● **Document extract**
■ ■ ■ ■

If we assume that collectively law schools will find 10,000 applicants to be truly inadmissible, that would leave 48,700 applicants that might be admissible. Assuming everyone who is admissible is admitted somewhere, that would be a national admit rate of 83%. But what if the number of truly inadmissible applicants is more like 12,000? That means there would be only 46,700 applicants that might be admissible. Assuming everyone is admitted, that would be a national admit rate of just under 80%.
MATRICULANTS – As noted above, the average rate at which admitted students became LSAC matriculants between 2003 and 2011 was roughly 82%. If the admit-to-matriculant rate remains at 82% for fall 2013, then the 48,700 likely admitted applicants would translate into roughly 39,900 first-year students. If there were only 46,700 admitted students, with an admit-to-matriculant rate of 82%, then one could expect roughly 38,300 first-year students. If the assumptions about the numbers of admitted students set forth above are accurate, and if the assumption that the admit-to-matriculant rate remains at 82% remains is accurate, law schools should expect somewhere between 38,300 and 39,900 first-year students to enroll this fall, an enrollment decline of roughly 6-10% from the estimated 42,500 LSAC matriculants in fall 2012 noted above.

■ ■ ■ ■

● **Data records**
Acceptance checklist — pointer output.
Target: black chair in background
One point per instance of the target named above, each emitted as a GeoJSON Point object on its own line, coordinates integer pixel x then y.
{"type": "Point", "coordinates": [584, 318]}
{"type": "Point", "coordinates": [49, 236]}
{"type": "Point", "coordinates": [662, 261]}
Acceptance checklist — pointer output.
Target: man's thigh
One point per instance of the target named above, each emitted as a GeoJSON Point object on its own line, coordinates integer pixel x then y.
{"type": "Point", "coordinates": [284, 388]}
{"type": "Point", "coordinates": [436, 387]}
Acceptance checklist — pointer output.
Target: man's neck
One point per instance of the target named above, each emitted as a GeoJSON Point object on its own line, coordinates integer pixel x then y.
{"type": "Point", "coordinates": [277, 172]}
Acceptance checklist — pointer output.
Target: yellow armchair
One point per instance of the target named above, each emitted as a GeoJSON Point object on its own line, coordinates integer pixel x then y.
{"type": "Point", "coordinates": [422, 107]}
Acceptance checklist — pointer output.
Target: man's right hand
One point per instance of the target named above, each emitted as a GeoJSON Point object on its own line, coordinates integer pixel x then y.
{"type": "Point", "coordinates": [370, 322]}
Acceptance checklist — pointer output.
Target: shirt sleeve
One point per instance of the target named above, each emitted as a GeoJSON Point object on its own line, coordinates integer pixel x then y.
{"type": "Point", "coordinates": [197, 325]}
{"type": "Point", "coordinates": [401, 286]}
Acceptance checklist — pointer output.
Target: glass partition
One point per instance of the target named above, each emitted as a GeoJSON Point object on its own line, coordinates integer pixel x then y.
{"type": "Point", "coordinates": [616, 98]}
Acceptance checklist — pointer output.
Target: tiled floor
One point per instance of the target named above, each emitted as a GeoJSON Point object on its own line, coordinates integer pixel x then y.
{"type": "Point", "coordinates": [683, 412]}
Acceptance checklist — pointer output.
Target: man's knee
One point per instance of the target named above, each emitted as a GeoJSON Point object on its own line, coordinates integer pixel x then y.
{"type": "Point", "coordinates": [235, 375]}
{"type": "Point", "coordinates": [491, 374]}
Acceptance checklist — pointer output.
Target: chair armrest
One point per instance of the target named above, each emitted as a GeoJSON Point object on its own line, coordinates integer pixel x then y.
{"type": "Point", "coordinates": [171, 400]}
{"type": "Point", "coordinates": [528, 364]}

■ ■ ■ ■

● **Written problem**
Could you return, word for word, the part of the law school enrollment passage from "If we assume" to "just under 80%."?

● **Finished task**
If we assume that collectively law schools will find 10,000 applicants to be truly inadmissible, that would leave 48,700 applicants that might be admissible. Assuming everyone who is admissible is admitted somewhere, that would be a national admit rate of 83%. But what if the number of truly inadmissible applicants is more like 12,000? That means there would be only 46,700 applicants that might be admissible. Assuming everyone is admitted, that would be a national admit rate of just under 80%.